Entries taken from a collection:
┌──

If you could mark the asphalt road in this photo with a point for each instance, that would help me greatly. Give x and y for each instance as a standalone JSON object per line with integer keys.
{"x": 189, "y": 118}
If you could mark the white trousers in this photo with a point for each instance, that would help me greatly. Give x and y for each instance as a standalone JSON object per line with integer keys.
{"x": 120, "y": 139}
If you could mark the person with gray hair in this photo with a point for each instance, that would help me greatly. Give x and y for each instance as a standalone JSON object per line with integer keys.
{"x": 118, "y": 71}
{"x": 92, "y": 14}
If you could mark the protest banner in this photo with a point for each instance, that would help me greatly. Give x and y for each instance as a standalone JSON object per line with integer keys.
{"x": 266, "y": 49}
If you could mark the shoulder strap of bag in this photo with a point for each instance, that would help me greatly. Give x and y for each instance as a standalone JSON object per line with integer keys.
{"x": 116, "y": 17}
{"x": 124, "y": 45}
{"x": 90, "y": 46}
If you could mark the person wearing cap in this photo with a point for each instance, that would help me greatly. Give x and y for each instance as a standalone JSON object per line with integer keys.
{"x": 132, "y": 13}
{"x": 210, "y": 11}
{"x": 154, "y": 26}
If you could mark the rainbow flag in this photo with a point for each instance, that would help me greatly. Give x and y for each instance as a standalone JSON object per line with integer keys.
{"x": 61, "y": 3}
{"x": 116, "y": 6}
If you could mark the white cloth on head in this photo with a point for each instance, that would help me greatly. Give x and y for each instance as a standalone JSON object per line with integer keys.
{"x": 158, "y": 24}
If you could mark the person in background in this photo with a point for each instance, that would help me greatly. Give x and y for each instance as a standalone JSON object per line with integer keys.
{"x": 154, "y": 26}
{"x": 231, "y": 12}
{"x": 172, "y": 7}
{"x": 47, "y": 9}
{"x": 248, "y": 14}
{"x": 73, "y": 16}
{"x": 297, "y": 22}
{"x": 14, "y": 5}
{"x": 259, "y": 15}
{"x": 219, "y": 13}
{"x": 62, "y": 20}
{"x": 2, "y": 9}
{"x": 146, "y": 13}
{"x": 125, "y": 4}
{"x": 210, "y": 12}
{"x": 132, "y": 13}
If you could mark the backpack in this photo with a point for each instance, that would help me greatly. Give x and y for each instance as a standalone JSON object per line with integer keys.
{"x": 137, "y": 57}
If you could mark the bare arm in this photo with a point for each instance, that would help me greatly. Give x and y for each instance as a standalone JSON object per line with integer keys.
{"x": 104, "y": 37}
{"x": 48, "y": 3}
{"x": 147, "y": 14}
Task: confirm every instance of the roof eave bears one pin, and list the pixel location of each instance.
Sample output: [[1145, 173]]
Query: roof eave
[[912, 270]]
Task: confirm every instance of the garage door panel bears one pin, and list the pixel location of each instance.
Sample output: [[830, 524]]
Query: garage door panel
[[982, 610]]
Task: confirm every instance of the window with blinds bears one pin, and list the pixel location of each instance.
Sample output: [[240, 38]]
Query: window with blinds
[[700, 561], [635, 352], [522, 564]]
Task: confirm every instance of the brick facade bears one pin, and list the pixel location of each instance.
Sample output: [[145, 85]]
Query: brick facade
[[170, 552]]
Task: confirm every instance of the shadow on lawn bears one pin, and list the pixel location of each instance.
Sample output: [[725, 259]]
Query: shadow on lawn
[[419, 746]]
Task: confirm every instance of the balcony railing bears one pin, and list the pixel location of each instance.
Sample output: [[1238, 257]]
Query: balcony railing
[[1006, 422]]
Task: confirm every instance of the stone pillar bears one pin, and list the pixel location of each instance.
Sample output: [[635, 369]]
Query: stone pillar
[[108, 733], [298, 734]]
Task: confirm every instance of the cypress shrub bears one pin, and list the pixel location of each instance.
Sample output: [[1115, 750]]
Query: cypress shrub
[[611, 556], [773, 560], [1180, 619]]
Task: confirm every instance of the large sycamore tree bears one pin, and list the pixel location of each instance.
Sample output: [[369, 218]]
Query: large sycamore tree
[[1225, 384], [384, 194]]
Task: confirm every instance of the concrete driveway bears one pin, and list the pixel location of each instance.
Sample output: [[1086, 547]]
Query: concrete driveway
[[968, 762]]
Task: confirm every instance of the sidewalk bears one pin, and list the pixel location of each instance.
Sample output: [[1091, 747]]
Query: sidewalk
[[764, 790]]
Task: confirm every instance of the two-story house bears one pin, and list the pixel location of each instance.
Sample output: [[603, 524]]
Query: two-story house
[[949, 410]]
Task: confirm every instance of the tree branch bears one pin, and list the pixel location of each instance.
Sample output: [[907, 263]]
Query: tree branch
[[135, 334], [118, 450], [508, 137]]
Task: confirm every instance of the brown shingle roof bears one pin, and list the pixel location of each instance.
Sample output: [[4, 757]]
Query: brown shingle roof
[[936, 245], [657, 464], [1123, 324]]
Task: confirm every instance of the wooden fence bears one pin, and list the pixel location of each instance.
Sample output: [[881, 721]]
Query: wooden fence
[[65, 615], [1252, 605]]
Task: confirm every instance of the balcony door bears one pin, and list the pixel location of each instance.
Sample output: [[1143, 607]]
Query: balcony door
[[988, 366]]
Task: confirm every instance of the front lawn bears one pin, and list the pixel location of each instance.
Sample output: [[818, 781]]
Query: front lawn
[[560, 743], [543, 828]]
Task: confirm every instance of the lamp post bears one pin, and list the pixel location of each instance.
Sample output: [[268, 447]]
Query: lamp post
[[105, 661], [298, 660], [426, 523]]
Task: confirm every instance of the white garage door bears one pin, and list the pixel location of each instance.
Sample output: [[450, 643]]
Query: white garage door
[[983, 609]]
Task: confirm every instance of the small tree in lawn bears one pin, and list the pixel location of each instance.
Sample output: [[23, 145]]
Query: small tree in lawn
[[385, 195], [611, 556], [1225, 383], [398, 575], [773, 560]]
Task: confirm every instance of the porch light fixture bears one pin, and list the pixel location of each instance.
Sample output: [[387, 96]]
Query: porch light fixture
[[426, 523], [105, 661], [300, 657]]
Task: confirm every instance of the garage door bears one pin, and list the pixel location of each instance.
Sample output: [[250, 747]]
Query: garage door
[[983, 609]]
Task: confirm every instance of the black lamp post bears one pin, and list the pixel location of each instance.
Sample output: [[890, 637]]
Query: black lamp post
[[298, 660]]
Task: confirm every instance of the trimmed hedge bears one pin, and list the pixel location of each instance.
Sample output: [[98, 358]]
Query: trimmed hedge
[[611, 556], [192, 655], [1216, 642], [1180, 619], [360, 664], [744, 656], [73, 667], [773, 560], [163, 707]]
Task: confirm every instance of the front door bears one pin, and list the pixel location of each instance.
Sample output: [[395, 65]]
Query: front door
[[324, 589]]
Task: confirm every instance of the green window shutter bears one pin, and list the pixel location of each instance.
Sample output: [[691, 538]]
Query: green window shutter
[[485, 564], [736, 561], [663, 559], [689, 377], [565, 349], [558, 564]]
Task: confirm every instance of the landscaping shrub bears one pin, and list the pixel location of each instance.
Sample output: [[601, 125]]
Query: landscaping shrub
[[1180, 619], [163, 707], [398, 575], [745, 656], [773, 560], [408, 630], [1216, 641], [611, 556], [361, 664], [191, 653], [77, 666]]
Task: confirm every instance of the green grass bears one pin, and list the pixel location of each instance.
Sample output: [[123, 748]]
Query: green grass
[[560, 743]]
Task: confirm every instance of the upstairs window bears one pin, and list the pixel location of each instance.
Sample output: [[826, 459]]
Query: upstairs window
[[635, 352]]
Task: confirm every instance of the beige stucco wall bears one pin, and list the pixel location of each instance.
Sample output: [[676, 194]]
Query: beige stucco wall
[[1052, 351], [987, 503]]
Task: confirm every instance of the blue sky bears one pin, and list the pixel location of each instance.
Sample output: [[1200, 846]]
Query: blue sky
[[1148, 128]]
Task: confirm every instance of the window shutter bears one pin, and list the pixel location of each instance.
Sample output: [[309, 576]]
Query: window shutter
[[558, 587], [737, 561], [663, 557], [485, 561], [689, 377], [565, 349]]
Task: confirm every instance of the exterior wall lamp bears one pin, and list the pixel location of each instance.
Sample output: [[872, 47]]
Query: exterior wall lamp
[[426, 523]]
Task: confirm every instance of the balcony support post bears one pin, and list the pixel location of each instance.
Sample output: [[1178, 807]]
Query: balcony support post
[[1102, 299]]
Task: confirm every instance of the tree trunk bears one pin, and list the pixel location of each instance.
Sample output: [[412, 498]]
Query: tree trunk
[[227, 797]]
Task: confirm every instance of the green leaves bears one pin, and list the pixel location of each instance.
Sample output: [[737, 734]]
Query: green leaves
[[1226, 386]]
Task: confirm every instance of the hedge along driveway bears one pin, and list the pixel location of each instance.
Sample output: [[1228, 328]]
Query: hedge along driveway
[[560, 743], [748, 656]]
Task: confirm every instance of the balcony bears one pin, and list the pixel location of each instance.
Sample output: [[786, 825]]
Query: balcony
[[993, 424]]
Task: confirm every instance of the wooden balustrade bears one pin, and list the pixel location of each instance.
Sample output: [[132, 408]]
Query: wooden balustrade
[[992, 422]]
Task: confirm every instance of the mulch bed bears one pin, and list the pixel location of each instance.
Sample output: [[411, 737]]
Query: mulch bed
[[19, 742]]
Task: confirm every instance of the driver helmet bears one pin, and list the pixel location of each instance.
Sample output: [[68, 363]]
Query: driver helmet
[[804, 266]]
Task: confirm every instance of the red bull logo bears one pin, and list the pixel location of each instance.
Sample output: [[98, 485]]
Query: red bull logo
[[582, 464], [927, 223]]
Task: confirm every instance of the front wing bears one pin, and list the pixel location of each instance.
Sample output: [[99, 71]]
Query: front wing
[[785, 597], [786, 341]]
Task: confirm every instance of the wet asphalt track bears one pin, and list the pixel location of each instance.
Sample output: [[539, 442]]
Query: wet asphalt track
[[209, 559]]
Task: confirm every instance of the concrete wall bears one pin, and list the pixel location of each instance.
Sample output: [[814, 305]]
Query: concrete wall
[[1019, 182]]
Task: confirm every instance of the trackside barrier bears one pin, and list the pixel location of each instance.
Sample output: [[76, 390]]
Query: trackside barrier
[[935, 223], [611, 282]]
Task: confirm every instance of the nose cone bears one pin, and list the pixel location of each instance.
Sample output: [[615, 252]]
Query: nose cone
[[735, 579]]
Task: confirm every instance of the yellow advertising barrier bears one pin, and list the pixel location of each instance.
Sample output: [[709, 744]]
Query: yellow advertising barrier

└──

▶ YOUR INSTRUCTIONS:
Rewrite the lines from the one containing "Task: confirm every instance of the green leaves" through the one containing "[[19, 742]]", replacing "Sample output" with "Example output" and leaving everything else unchanged.

▶ ANSWER:
Task: confirm every instance of the green leaves bears one pin, and list the pixel location of each instance.
Example output: [[737, 734]]
Query: green leaves
[[1226, 386]]
Task: confirm every instance of the hedge along driveway bears one pin, and list the pixel location of each instance.
Example output: [[1228, 328]]
Query: hedge along driveway
[[560, 743], [748, 656]]
Task: confirm every instance of the balcony bears one pin, and list the pixel location of each instance.
Example output: [[786, 825]]
Query: balcony
[[993, 424]]
Task: confirm every instance of the wooden balustrade bears one pin, and list the pixel location of each instance.
Example output: [[132, 408]]
Query: wooden balustrade
[[992, 422]]
Task: confirm every instance of the mulch bed bears one pin, and list the pixel location of each instance.
Example output: [[411, 737]]
Query: mulch bed
[[19, 742]]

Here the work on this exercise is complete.